| WORK REQUEST |
Could you reproduce, exactly as written, every line from the one containing "Target: shrub" through the last line of the records, and nothing else?

| MATERIAL PROVIDED |
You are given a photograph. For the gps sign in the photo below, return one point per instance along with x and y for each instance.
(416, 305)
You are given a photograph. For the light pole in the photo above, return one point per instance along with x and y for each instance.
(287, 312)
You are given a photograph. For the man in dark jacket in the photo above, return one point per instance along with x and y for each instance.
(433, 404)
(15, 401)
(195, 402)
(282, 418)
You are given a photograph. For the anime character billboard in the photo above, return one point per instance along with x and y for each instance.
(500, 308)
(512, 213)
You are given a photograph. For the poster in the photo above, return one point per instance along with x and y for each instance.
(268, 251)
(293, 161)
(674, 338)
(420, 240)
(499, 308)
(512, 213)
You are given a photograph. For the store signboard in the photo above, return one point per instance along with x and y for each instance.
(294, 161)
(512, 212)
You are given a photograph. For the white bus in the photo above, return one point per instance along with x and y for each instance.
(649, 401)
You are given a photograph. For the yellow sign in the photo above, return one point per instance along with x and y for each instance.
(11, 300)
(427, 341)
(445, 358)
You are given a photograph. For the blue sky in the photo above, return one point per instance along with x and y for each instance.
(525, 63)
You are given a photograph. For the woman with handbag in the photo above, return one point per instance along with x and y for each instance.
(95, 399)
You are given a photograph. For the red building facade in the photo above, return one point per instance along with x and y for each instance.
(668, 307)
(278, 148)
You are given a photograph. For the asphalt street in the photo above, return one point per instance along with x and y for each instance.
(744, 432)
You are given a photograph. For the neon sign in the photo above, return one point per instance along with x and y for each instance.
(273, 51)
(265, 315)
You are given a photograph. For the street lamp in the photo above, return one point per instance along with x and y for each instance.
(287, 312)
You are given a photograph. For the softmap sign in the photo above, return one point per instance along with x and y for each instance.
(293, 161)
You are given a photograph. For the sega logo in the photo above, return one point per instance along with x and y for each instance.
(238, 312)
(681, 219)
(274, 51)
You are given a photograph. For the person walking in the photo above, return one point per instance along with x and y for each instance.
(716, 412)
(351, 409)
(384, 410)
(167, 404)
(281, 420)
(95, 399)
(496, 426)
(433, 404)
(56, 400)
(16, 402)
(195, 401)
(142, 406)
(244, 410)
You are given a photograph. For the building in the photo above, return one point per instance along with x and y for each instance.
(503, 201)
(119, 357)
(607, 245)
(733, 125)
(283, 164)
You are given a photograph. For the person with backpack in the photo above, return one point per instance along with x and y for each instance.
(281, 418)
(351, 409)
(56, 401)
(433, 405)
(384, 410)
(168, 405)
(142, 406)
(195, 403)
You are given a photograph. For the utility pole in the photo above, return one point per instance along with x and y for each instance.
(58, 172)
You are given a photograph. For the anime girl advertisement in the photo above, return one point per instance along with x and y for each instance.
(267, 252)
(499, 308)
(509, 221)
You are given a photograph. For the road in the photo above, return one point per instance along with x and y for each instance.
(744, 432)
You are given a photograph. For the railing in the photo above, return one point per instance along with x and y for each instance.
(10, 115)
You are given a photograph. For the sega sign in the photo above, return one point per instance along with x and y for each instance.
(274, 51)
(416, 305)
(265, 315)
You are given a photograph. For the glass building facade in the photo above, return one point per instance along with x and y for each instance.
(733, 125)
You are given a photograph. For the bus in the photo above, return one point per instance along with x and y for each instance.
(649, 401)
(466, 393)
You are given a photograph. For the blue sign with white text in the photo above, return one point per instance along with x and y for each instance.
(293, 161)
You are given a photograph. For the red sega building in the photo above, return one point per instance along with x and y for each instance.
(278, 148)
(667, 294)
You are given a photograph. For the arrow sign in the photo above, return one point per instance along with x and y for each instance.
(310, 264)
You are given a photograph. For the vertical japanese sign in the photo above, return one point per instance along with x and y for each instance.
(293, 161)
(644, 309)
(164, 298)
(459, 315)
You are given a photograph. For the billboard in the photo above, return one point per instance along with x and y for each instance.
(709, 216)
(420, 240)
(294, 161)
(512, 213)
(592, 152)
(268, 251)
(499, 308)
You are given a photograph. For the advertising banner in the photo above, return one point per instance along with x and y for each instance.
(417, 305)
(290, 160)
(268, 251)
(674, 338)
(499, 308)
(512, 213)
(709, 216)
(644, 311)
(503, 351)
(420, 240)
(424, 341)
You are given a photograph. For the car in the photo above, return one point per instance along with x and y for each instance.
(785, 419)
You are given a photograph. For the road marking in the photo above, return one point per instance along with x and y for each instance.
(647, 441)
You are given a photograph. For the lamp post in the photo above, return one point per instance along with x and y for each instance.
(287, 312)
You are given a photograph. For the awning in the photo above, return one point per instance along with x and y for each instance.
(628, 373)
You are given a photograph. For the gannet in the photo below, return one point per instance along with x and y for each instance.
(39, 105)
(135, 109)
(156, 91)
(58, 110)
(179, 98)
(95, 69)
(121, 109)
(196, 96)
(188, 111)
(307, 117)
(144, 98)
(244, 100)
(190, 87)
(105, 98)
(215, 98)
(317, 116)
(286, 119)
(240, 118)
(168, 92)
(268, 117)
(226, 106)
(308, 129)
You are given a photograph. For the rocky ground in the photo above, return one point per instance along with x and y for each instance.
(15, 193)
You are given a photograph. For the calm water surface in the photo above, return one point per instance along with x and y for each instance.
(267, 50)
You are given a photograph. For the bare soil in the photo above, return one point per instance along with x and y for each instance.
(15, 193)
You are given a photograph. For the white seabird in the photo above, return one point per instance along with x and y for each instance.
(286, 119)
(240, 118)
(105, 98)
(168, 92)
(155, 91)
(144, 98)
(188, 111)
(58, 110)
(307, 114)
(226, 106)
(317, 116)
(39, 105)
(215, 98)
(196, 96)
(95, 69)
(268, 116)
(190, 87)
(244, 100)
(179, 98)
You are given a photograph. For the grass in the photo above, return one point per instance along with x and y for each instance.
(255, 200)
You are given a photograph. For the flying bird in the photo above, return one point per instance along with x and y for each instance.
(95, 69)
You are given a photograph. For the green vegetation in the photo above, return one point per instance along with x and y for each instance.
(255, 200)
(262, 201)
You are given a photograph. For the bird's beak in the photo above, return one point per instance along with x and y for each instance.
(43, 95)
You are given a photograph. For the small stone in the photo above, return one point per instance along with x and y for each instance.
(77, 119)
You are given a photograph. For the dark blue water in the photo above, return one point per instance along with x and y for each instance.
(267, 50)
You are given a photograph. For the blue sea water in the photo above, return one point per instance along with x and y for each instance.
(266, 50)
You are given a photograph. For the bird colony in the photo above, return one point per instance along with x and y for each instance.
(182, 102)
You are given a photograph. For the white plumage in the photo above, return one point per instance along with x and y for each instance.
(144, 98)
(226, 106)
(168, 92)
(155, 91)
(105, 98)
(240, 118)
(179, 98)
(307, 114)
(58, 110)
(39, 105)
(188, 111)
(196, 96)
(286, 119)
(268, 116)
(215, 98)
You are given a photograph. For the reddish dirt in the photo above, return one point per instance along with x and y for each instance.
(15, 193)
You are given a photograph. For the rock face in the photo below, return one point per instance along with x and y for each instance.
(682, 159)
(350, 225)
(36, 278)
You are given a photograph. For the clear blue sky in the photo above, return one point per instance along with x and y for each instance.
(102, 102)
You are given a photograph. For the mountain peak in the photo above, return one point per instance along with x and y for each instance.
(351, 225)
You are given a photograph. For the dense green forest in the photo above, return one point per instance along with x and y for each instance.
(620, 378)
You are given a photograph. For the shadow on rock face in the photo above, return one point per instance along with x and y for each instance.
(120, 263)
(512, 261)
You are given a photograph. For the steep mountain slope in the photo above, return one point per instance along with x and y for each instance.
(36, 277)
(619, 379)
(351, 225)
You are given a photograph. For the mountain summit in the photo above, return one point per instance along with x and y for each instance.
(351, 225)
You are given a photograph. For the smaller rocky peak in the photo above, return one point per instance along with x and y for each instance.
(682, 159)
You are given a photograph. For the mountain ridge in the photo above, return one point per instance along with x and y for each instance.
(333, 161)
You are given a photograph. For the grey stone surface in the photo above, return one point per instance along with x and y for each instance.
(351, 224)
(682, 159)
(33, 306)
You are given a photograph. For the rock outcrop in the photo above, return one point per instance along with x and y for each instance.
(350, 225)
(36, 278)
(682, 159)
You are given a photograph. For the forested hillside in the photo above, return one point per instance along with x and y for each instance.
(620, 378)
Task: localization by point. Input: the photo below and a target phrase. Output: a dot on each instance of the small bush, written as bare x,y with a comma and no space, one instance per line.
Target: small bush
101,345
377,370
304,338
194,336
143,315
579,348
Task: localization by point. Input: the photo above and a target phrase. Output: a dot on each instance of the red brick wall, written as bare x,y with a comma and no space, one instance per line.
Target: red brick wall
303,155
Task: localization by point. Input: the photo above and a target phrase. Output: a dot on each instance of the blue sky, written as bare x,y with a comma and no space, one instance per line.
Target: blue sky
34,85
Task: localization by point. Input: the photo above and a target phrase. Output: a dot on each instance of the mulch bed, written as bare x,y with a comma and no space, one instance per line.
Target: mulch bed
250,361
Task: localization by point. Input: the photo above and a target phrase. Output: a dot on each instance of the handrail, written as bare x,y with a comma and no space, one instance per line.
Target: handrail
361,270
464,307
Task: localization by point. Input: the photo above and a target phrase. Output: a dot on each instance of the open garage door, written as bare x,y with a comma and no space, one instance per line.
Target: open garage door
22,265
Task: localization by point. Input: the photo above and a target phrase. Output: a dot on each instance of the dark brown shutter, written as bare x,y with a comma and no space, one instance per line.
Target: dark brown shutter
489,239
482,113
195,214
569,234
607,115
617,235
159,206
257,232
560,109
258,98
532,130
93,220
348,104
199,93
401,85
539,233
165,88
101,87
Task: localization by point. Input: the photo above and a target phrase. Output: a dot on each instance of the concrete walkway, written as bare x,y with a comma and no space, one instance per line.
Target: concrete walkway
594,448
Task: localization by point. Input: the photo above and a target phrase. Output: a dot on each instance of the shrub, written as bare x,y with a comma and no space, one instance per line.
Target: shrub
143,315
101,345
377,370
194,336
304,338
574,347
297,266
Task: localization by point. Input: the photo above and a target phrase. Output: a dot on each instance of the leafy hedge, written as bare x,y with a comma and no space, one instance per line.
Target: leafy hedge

| EXERCISE OUTPUT |
Target: shrub
143,315
101,345
377,370
194,336
304,338
574,347
297,266
Task: localization by point. Input: the photo above and a target phrase. Output: a dot on each instance of the leafy hedge, written as bare x,y with a comma and no space, one instance per line.
Target: leafy hedge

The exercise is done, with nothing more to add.